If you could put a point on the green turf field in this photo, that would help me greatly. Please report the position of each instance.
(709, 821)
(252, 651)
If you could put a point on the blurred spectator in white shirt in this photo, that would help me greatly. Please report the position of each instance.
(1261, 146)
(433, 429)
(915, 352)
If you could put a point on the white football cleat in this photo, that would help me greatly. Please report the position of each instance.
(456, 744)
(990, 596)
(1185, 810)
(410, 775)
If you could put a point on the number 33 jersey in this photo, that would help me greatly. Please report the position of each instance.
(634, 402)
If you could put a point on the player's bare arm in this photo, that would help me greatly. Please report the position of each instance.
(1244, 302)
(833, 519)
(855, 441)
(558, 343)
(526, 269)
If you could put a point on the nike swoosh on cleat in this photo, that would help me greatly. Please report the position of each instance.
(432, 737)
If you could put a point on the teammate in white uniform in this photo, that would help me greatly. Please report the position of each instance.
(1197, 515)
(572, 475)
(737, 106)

■ ■ ■

Exercise instructions :: Please repeat the whole listing above, keeping every line exactly as it reads.

Reply to the task ::
If you could put a point on the green turf field in this photo, that would help me greatly. Please report the position of each instance.
(709, 821)
(252, 651)
If you could put a point on the blurred spectator in white shirt in this photo, that would help me greatly. Please report the position of each instance.
(1261, 146)
(433, 429)
(915, 352)
If you could put a point on the white football cleat in this photo, that would help me greatly. Please report the position of each instance.
(456, 744)
(990, 596)
(1185, 810)
(410, 775)
If you could put a point on the number 33 jersey in this photo, that would help me greatly. Please report the position of each instance.
(634, 402)
If you could put a point on the player's bare arm in this photo, that would help me greatly. Please report the position of each instance.
(1244, 302)
(833, 519)
(855, 441)
(558, 343)
(526, 269)
If you could put a point on the nike swoosh on cleat in this photo, that would help me greatly. Please report the position of each instance.
(432, 737)
If you could put a point on the teammate in white uniform in this photo, that would help me greatly. Please report the position of each instance.
(1197, 515)
(572, 475)
(737, 106)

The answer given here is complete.